▶ **TASK DIRECTIONS**
Once the line with "Query: white pickup truck" is found, return it along with every line after it, exactly, through the end of the material.
==============================
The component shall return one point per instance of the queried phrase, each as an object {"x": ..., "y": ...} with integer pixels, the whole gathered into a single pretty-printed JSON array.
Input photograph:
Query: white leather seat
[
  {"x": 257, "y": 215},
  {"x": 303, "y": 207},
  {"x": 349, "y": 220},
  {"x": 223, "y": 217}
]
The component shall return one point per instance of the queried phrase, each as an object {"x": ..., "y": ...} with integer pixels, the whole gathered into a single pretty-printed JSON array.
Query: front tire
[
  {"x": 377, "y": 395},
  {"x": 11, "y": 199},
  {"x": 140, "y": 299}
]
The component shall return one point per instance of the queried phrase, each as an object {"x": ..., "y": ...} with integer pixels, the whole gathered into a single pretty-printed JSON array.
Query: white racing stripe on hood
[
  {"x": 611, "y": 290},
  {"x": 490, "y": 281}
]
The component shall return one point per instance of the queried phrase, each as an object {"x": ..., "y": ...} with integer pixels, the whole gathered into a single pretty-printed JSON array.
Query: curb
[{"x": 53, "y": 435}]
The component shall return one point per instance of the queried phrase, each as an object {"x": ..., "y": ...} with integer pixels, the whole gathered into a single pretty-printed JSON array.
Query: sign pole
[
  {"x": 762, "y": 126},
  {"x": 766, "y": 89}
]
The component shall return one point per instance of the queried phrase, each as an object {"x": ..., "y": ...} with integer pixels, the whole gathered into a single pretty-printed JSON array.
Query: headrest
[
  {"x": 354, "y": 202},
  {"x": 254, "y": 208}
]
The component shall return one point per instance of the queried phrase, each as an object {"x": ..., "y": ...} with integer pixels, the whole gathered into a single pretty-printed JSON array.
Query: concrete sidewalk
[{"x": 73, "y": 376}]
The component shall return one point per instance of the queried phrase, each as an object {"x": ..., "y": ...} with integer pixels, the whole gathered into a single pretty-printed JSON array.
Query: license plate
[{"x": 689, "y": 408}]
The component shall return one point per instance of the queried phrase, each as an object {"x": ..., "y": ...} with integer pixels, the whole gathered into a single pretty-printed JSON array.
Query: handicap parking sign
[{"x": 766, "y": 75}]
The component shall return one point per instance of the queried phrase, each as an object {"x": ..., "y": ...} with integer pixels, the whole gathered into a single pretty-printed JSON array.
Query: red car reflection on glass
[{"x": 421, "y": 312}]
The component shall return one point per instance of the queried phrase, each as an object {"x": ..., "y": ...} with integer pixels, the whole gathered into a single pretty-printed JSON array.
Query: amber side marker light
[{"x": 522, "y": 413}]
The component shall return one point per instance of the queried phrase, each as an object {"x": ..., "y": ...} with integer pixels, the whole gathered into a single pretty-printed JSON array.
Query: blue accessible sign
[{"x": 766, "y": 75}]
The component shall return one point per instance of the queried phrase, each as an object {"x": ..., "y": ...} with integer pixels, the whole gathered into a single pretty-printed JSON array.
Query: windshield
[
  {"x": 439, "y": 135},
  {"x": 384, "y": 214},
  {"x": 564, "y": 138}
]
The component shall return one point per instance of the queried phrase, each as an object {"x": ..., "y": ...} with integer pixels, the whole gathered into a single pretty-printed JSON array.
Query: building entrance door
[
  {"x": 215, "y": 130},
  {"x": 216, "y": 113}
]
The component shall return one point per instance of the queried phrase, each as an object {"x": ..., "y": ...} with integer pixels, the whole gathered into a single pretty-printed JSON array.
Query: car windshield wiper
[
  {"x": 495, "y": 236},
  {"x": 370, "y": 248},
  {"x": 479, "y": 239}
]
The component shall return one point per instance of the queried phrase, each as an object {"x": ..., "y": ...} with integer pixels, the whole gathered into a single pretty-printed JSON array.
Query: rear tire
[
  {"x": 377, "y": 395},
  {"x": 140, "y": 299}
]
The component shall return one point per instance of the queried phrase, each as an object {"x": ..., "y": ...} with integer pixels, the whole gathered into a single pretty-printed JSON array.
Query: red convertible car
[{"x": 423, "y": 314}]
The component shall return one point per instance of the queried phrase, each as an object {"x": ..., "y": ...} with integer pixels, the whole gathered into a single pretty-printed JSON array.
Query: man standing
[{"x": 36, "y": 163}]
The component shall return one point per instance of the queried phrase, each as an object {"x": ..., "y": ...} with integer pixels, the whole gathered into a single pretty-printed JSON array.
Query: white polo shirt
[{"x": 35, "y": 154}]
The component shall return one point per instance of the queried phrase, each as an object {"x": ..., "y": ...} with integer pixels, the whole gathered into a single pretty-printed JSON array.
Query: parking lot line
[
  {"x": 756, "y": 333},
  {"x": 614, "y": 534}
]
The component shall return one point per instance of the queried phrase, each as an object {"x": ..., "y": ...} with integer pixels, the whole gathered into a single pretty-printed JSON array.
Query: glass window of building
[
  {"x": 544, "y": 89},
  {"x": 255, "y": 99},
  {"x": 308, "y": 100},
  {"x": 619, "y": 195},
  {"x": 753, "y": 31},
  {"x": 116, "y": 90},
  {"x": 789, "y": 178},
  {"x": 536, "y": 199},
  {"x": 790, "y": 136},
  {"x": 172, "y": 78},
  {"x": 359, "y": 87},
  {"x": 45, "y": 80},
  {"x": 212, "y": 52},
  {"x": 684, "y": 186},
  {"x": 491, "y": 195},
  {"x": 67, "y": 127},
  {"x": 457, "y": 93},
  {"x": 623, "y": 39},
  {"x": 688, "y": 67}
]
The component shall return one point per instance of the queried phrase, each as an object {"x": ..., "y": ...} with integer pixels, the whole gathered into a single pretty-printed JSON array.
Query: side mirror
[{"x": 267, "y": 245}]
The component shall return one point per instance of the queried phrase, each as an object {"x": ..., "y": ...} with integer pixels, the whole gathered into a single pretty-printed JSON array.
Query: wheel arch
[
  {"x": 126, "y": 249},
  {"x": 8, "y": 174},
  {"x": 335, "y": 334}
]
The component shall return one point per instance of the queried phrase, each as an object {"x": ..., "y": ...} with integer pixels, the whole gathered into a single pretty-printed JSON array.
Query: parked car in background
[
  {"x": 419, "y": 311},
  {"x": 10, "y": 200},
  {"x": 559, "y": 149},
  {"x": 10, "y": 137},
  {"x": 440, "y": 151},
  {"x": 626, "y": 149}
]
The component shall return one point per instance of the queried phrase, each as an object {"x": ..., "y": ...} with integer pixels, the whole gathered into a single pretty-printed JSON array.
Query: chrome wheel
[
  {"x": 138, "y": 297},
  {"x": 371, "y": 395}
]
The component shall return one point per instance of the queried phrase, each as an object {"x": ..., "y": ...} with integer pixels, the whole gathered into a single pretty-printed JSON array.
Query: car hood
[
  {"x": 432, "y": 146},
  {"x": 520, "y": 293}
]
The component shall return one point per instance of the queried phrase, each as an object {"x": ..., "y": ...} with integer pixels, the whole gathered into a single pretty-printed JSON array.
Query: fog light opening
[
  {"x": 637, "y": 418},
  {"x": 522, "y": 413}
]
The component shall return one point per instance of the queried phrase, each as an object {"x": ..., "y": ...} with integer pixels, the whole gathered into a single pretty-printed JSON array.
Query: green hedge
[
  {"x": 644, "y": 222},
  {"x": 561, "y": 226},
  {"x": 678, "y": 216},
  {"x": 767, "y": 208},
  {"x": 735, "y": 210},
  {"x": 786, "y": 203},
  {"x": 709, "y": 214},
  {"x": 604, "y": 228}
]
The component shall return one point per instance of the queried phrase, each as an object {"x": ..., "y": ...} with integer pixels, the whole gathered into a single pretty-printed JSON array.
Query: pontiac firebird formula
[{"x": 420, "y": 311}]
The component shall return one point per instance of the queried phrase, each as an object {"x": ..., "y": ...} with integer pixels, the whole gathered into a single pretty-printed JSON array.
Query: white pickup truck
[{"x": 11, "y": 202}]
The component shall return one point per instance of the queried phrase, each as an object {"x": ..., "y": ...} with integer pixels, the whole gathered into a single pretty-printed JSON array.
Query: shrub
==============================
▶ **ANSWER TO THE EXERCISE**
Query: white pickup truck
[{"x": 11, "y": 202}]
The component shall return one point per instance of the queried phrase, each as an object {"x": ..., "y": ...} with integer pixels, the whole gathered into a single pretty-printed JSON array.
Query: shrub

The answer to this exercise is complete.